**Exercise**
Format the data below as a JSON list of strings, one string per line, and omit blank lines and the pictures.

######

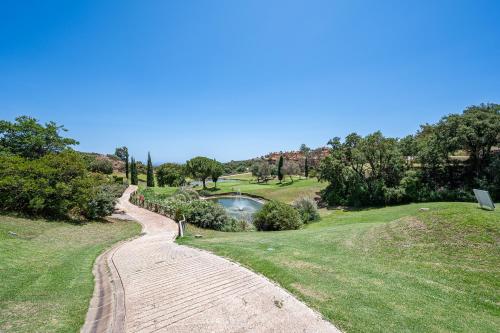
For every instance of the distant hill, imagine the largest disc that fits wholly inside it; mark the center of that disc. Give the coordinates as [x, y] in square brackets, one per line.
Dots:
[118, 165]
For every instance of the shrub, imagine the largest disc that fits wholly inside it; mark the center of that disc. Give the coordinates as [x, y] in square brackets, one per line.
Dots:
[207, 214]
[188, 194]
[102, 202]
[276, 215]
[307, 208]
[204, 193]
[52, 185]
[235, 225]
[170, 174]
[102, 166]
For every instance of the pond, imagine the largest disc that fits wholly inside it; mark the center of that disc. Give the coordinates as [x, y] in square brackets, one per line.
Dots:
[239, 207]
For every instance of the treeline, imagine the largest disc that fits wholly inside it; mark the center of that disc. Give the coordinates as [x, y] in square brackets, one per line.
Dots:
[441, 162]
[41, 175]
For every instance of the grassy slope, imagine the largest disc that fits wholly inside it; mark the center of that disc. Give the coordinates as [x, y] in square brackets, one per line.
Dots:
[46, 271]
[286, 192]
[388, 269]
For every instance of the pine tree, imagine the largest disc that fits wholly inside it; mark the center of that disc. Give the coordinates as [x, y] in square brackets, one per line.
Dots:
[280, 167]
[306, 168]
[133, 172]
[150, 180]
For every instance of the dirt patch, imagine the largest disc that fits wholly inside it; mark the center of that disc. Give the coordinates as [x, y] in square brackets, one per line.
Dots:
[308, 292]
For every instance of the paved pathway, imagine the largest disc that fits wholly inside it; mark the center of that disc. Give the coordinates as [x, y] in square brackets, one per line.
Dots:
[160, 286]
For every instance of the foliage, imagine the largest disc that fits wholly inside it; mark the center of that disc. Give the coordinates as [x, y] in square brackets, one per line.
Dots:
[391, 269]
[276, 215]
[150, 178]
[375, 170]
[56, 185]
[26, 137]
[306, 167]
[103, 201]
[199, 168]
[305, 150]
[307, 208]
[187, 193]
[290, 168]
[361, 169]
[262, 171]
[216, 170]
[102, 166]
[280, 169]
[52, 185]
[207, 214]
[233, 167]
[134, 180]
[170, 174]
[122, 154]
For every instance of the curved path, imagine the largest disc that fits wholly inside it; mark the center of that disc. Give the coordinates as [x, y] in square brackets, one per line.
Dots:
[159, 286]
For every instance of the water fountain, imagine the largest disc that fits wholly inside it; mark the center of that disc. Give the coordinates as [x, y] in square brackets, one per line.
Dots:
[239, 206]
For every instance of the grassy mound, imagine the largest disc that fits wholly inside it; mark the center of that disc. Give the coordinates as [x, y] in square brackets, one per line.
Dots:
[389, 269]
[46, 271]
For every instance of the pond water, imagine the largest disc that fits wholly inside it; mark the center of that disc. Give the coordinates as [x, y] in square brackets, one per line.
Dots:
[241, 208]
[209, 181]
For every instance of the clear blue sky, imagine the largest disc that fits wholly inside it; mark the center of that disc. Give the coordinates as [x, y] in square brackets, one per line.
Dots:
[237, 79]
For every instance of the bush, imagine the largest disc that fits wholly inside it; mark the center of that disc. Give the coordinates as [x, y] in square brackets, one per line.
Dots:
[276, 215]
[102, 202]
[187, 193]
[102, 166]
[204, 193]
[235, 225]
[207, 214]
[51, 186]
[307, 208]
[170, 174]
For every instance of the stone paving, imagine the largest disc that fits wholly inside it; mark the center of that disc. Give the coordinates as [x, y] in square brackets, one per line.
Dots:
[171, 288]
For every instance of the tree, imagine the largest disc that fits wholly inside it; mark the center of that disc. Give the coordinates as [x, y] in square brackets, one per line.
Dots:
[216, 170]
[101, 165]
[261, 170]
[476, 131]
[199, 168]
[150, 178]
[170, 174]
[305, 150]
[290, 168]
[134, 180]
[361, 170]
[280, 167]
[28, 138]
[122, 153]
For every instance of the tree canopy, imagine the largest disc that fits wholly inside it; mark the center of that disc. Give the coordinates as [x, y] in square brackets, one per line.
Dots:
[28, 138]
[199, 168]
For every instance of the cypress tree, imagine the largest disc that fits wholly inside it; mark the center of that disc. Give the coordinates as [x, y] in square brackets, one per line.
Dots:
[306, 168]
[133, 172]
[150, 180]
[280, 167]
[126, 165]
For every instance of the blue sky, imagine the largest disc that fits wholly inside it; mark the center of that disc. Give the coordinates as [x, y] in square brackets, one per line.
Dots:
[237, 79]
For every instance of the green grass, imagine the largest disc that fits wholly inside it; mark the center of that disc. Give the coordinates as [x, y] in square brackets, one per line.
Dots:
[167, 190]
[287, 191]
[381, 270]
[46, 271]
[241, 176]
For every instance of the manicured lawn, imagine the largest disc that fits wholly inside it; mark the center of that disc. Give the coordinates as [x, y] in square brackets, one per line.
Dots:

######

**Solution for this problem**
[
  "For every instance of the distant hill, imagine the largest disc that fits wholly inside it; mark the center of that disc. Give the coordinates as [x, y] in square brackets, one per line.",
  "Dots:",
  "[118, 165]",
  "For every instance of the shrub, imagine the largest disc that fits wholly inside it; mark the center of that disc. Give the coordinates as [x, y] in square brackets, one per line.",
  "Dots:",
  "[207, 214]",
  "[188, 194]",
  "[102, 202]",
  "[276, 215]",
  "[307, 208]",
  "[204, 193]",
  "[52, 185]",
  "[235, 225]",
  "[170, 174]",
  "[102, 166]",
  "For every instance of the pond, imagine the largest disc that fits wholly inside it; mark the center of that disc. Give the coordinates as [x, y] in square brackets, one per line.",
  "Dots:",
  "[239, 207]",
  "For every instance of the treeline, imagine the largest disc that fits wholly inside it; mark the center of that disc. Give the coordinates as [x, y] in square brackets, one per line.",
  "Dots:",
  "[441, 162]",
  "[41, 175]",
  "For every instance of the grassy slope, imagine the largest disc that fits wholly inside it; mark the center of that disc. Give the coordinates as [x, y] in square brackets, one per line.",
  "Dots:",
  "[46, 271]",
  "[286, 192]",
  "[388, 269]",
  "For every instance of the pine tree, imagine the largest disc that fits wholly inside it; mark the center of that disc. Give the coordinates as [x, y] in square brackets, one per line.",
  "Dots:",
  "[280, 167]",
  "[306, 168]",
  "[133, 172]",
  "[150, 180]",
  "For every instance of the dirt patch, imagine the largest disc that fits wholly inside it; mark the center of that disc. Give the coordinates as [x, y] in square brackets, one per line.",
  "Dots:",
  "[308, 292]",
  "For every instance of the paved pathway, imagine the largest disc that fits wholly inside it; mark the center of that disc. Give the coordinates as [x, y] in square brackets, one per line.",
  "Dots:",
  "[160, 286]",
  "For every instance of the foliage, imagine the largest disc that fits wholly inside it; mark the center of that disc. Give the coordinates as [x, y] in square brackets, one per line.",
  "Dots:",
  "[391, 269]",
  "[276, 215]",
  "[150, 178]",
  "[375, 170]",
  "[56, 185]",
  "[26, 137]",
  "[306, 167]",
  "[103, 201]",
  "[199, 168]",
  "[305, 150]",
  "[307, 208]",
  "[187, 193]",
  "[290, 168]",
  "[361, 169]",
  "[262, 171]",
  "[216, 170]",
  "[102, 166]",
  "[280, 169]",
  "[52, 185]",
  "[207, 214]",
  "[233, 167]",
  "[134, 180]",
  "[170, 174]",
  "[122, 154]",
  "For every instance of the curved path, imagine the largest disc that fits wholly inside it; mark the center of that disc. Give the coordinates as [x, y] in square brackets, one per line.",
  "Dots:",
  "[159, 286]",
  "For every instance of the water fountain, imagine the largest disc that fits wholly inside it; mark the center of that disc. Give the coordinates as [x, y] in square brackets, one per line.",
  "Dots:",
  "[239, 206]",
  "For every instance of the grassy mound, imagine the largest disc that fits wholly inside it; mark the center of that disc. Give the coordinates as [x, y] in square brackets, one per line.",
  "Dots:",
  "[389, 269]",
  "[46, 271]",
  "For every instance of the pond water, imagine the largest disc that fits wholly inside it; mark the center of that disc. Give the coordinates as [x, y] in square brackets, one per line.",
  "Dots:",
  "[241, 208]",
  "[209, 181]",
  "For every instance of the clear blue sky, imagine the largest disc that fits wholly inside it; mark the center of that disc. Give the coordinates as [x, y] in square brackets, one per line.",
  "Dots:",
  "[237, 79]",
  "For every instance of the bush, imagine the largest disc that fits wholly inside it; mark the center of that disc. Give the coordinates as [x, y] in square brackets, one per line.",
  "Dots:",
  "[276, 215]",
  "[102, 202]",
  "[187, 193]",
  "[102, 166]",
  "[204, 193]",
  "[235, 225]",
  "[207, 214]",
  "[51, 186]",
  "[307, 208]",
  "[170, 174]",
  "For every instance of the stone paving, imagine the largest disc that fits wholly inside it; mark the center of that disc. Give the coordinates as [x, y] in square brackets, one per line.",
  "Dots:",
  "[171, 288]",
  "For every instance of the tree, imagine the largest disc that fits wholly inside it; mark the center of that disc. Give the coordinates as [x, y] in square brackets, one per line.",
  "Dots:",
  "[216, 170]",
  "[101, 165]",
  "[261, 170]",
  "[476, 131]",
  "[199, 168]",
  "[150, 178]",
  "[170, 174]",
  "[305, 150]",
  "[290, 168]",
  "[134, 180]",
  "[361, 170]",
  "[280, 167]",
  "[28, 138]",
  "[122, 153]",
  "For every instance of the tree canopy, imagine the largest disc that fits wholly inside it; mark the center of that disc. Give the coordinates as [x, y] in square brackets, one per line.",
  "Dots:",
  "[28, 138]",
  "[199, 168]",
  "For every instance of the cypress tree, imagine the largest disc that fits wholly inside it; mark the center of that disc. Give the coordinates as [x, y] in square brackets, one per line.",
  "Dots:",
  "[306, 168]",
  "[133, 172]",
  "[150, 180]",
  "[280, 167]",
  "[126, 165]",
  "For every instance of the blue sky, imagine the largest disc that fits wholly inside it; mark the center of that disc. Give the coordinates as [x, y] in square brackets, one per line.",
  "Dots:",
  "[237, 79]",
  "For every instance of the green grass, imagine the largest disc that fits wholly inside it; mark the center of that disc. Give the coordinates as [x, y] in square brackets, one per line.",
  "Dots:",
  "[167, 190]",
  "[287, 191]",
  "[381, 270]",
  "[46, 271]",
  "[241, 176]",
  "For every instance of the manicured lawn, imagine the largest disc that fits wholly inside it; mark the center of that disc. Give the coordinates as [x, y] in square brackets, one per line.",
  "Dots:"
]